- [Request] Could you print every one of the records below back word for word, without changing anything?

- [Data supplied]
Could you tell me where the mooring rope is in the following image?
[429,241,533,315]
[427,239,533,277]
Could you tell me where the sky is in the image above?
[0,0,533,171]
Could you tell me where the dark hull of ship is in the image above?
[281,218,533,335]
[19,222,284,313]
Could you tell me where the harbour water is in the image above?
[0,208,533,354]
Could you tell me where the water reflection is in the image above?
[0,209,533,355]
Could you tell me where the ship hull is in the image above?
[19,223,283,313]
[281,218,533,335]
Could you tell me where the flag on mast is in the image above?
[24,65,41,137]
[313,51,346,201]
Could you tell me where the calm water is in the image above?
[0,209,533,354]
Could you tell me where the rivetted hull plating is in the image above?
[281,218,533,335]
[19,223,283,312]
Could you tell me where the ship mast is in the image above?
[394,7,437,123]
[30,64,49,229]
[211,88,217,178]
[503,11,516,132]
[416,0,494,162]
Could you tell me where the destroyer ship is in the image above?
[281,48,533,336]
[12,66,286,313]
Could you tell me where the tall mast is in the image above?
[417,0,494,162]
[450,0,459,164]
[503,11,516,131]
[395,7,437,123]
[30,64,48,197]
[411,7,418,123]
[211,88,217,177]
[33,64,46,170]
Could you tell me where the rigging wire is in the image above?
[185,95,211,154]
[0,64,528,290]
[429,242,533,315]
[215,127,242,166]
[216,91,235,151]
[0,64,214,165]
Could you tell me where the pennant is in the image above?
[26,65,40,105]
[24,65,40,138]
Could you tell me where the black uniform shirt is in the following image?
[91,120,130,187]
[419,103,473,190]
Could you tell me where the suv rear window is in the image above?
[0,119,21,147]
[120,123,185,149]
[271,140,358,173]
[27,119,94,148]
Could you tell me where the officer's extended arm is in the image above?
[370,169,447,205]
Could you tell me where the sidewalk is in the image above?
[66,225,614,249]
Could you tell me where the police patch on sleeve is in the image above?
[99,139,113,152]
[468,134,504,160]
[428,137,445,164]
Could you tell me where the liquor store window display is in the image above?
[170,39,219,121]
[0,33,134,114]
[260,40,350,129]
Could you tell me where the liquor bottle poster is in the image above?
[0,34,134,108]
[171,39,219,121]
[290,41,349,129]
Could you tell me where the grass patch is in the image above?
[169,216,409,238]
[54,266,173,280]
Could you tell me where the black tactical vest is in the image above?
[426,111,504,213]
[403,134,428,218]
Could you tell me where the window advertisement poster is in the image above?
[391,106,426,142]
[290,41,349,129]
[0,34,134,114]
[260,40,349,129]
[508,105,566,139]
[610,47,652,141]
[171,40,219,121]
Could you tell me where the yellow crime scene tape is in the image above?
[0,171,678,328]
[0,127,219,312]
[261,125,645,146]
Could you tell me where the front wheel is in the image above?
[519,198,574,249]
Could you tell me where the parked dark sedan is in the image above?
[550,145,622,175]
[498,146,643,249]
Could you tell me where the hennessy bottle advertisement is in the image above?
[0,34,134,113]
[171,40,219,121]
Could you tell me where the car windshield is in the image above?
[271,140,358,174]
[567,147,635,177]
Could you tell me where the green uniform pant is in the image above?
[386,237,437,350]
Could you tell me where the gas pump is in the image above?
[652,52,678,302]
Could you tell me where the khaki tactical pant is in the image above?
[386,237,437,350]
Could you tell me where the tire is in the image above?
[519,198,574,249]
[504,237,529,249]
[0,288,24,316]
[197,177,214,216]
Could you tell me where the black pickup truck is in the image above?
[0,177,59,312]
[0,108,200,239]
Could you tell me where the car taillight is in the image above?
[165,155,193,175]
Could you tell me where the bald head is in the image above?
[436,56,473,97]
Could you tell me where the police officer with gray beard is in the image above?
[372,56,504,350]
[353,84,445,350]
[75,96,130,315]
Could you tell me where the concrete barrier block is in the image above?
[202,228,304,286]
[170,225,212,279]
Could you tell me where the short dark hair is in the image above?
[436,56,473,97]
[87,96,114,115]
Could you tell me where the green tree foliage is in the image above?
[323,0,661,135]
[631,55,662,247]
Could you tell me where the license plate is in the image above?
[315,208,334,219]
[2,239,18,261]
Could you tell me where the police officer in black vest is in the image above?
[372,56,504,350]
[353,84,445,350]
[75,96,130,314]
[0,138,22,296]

- [Task output]
Could you tell me where the mooring rope is in the following image?
[429,241,533,315]
[427,239,533,277]
Could you tell me where the sky is in the image above?
[0,0,533,171]
Could you tell me where the dark hull of ship is in the image above?
[281,218,533,335]
[19,222,284,313]
Could you tell me where the harbour water is in the image above?
[0,208,533,354]
Could you tell me where the water reflection is in the image above?
[0,209,533,355]
Could you tell me where the ship hull is in the image above?
[19,223,283,313]
[281,218,533,335]
Could you tell me where the flag on mast is in the image above?
[24,65,41,137]
[313,51,346,201]
Could you tell me where the calm water is in the image above?
[0,209,533,354]
Could you tell me where the rivetted hull plating is in the image above?
[281,218,533,335]
[19,223,283,312]
Could you tell me where the ship mast is in the image above?
[394,7,437,123]
[30,64,49,229]
[211,88,217,178]
[503,11,516,132]
[416,0,494,162]
Could you tell me where the destroyer ship is in the image above?
[281,48,533,336]
[12,66,286,313]
Could you tell me where the tall mast is in the image above?
[417,0,494,162]
[450,0,459,164]
[503,11,516,131]
[395,7,437,123]
[30,64,48,197]
[411,7,418,123]
[211,88,217,177]
[33,64,46,170]
Could you tell me where the rigging wire is in the image above?
[185,95,211,154]
[0,64,528,290]
[429,242,533,315]
[215,127,242,166]
[216,91,235,151]
[0,64,214,165]
Could you tell me where the pennant is in the image above?
[26,65,40,105]
[24,65,40,138]
Could you tell me where the black uniform shirt is in the following image?
[91,120,130,187]
[419,103,473,190]
Could you tell me where the suv rear window is in the image above?
[0,119,21,147]
[120,123,185,149]
[271,140,358,173]
[27,119,94,148]
Could you tell me where the officer's extended arm is in the image above?
[370,169,447,205]
Could you tell me where the sidewalk is in the image above?
[66,225,614,249]
Could you tell me where the police patch on sleeve is in the image above?
[99,139,113,152]
[468,134,504,160]
[428,137,445,164]
Could you tell me where the liquor store window display is in the image above?
[170,39,219,121]
[0,33,134,114]
[260,40,350,129]
Could you tell me where the liquor bottle poster is in the image above?
[0,34,134,108]
[171,39,219,121]
[290,41,349,129]
Could you tell me where the grass patch is in the image above?
[169,216,409,238]
[54,266,173,280]
Could you tell me where the black tactical vest is in the image above?
[426,111,504,213]
[403,134,428,218]
Could you tell me where the window advertisement poster is in the image above?
[391,106,426,142]
[290,41,349,129]
[0,34,134,114]
[260,40,349,129]
[508,105,566,139]
[610,47,652,141]
[171,40,219,121]
Could you tell me where the yellow crime scene tape is in the image above?
[0,171,678,328]
[0,127,219,312]
[261,125,645,146]
Could you tell me where the front wheel is in the image above?
[519,198,574,249]
Could you tell me where the parked dark sedan is in the image above?
[550,145,622,175]
[498,146,643,249]
Could you tell me where the hennessy bottle advertisement is in the image above?
[0,34,134,113]
[171,40,219,121]
Could you tell me where the car windshield is in the image above?
[271,140,358,174]
[567,147,635,177]
Could you tell me where the green uniform pant is in the image above?
[386,237,437,350]
Could you tell me where the gas pump is in the image above?
[652,52,678,302]
Could you tell me where the khaki tactical pant is in the image above?
[386,237,437,350]
Could you tell me where the tire is in the image above?
[519,198,574,249]
[504,237,529,249]
[0,288,24,316]
[197,177,214,216]
Could you tell me where the black pickup truck is in the image above?
[0,177,59,312]
[0,108,200,239]
Could you tell me where the car taillight is in the image above?
[165,155,193,175]
Could you tell me where the bald head is in the image above?
[436,56,473,97]
Could you tell me where the police officer with gray beard is in the image above?
[372,56,504,350]
[353,84,445,350]
[75,96,130,315]
Could you tell me where the concrete barrier block is in the image above?
[202,228,304,286]
[170,225,212,279]
Could you tell me where the short dark hair is in the image above?
[436,56,473,97]
[87,96,114,115]
Could you tell me where the green tree foliage is in the image above?
[323,0,661,135]
[631,55,662,247]
Could you tell me where the license plate is in the image above?
[315,208,334,219]
[2,239,18,261]
Could you tell me where the police officer in black vest is in the image above?
[372,56,504,350]
[353,84,445,350]
[75,96,130,314]
[0,138,22,296]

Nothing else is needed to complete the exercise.